*TASK:*
Copy out every line of the items below, leaving out the pictures, and scale each coordinate in the answers by 0.35, rounding to whole numbers with halves rounded up. Leave all other numbers as they are.

*SUPPLIED RECORDS:*
↓
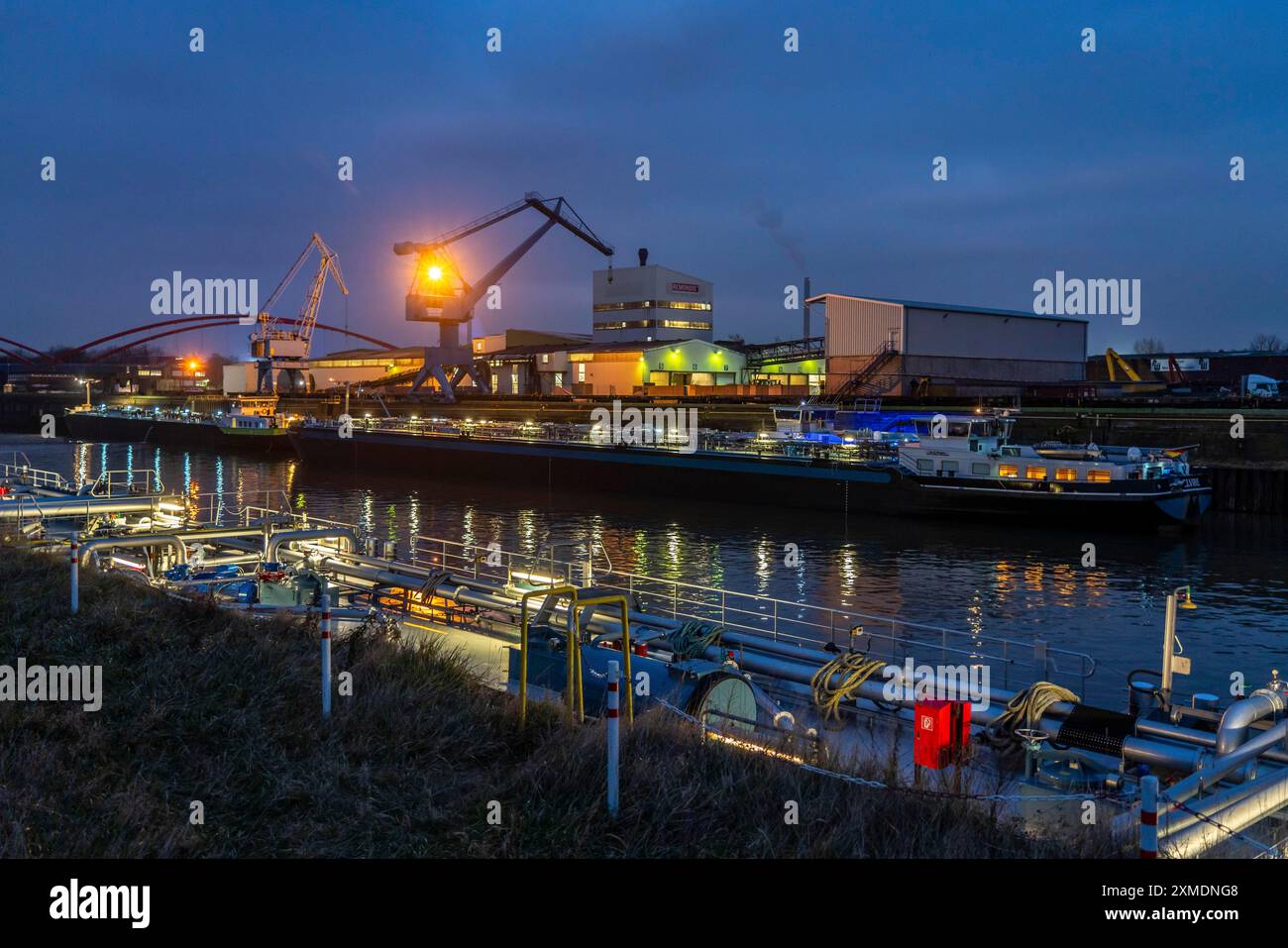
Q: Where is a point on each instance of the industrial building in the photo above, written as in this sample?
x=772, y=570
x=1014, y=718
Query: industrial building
x=651, y=303
x=888, y=347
↑
*TASK ANSWER:*
Q: Where is a point on each instance of the industrial building in the photo above, written as in this sample?
x=772, y=570
x=1014, y=718
Query: industrial building
x=228, y=106
x=311, y=121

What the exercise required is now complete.